Given text:
Verdict: NOT wired as an active signal.
Backtest (2016–2025, 2,514 trading days) shows the claim does not reproduce.
Inverted regime is actually followed by higher SPY forward returns at every horizon (mean-reversion /
bounce effect). Edge threshold of ≥5% difference was not met. Signal remains a useful regime
context indicator but is not actionable as a bearish trigger.
The Signal
- Condition: VX3 (3rd-month VIX future) < VX1 (front-month VIX future)
- Interpretation: Near-term fear exceeds 3-month expected vol — market pricing acute short-term stress
- Claimed direction: Bearish for SPY over 1–21 day horizon
- Proxy used in backtest:
^VIX > ^VIX3M (CBOE VXMT, 93-day expected vol)
"When the spot or near-term implied vol exceeds longer-dated vol, the options market is pricing more
fear for the near term than the long term — the definition of acute stress."

Data excerpts:
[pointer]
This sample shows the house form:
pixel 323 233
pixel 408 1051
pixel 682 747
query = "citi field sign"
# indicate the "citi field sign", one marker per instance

What to work on:
1. Print the portion of the VIX term-structure signal write-up between "- Interpretation: Near-term" and "93-day expected vol)", inclusive.
2. Give what follows next in the VIX term-structure signal write-up, continuing it from the point where it stops.

Responses for each task:
1.
- Interpretation: Near-term fear exceeds 3-month expected vol — market pricing acute short-term stress
- Claimed direction: Bearish for SPY over 1–21 day horizon
- Proxy used in backtest:
^VIX > ^VIX3M (CBOE VXMT, 93-day expected vol)

2.
Backtest Results (2016–2025)
Regime Frequency
| Metric | Value |
| Total days tested | 2,514 |
| Days inverted (VIX > VIX3M) | 191 (7.6%) |
| Days in contango (normal) | 2,323 (92.4%) |
| Distinct inversion episodes | 57 |
| Avg episode duration | 4.6 calendar days |
| Max episode duration | 60 calendar days (COVID crash 2020) |
Forward SPY Returns by Regime
| Horizon | Regime | N | Mean % | Median % | Win % | Edge (Inverted − Contango) | Signal? |
| 1d | Inverted | 191 | +0.12 | +0.26 | 57.1 |
+0.07 | NO |
| 1d | Contango | 2,322 | +0.06 | +0.07 | 55.4 |
— | — |
| 5d | Inverted | 191 | +0.92 | +1.50 | 65.4 |
+0.66 | NO |
| 5d | Contango | 2,318 | +0.26 | +0.45 | 62.1 |
— | — |
| 10d | Inverted | 191 | +1.50 | +2.79 | 69.6 |
+0.96 | NO |
| 10d | Contango | 2,313 | +0.55 | +0.85 | 66.5 |
— | — |
| 21d | Inverted | 191 | +3.37 | +4.06 | 73.3 |
+2.22 | borderline |
| 21d | Contango | 2,302 | +1.15 | +1.83 | 70.3 |
— | — |
Edge threshold: ≥5% mean difference to qualify as actionable signal. None of the horizons reach this bar.
Max Drawdown by Regime
| Regime | Max Drawdown (SPY) | Interpretation |
| Inverted | -73.12% | COVID crash / 2018 Q4 — co-occurrence with stress events |
| Contango | -15.05% | Normal correction territory |
Why The Claim Doesn't Hold (Mechanically)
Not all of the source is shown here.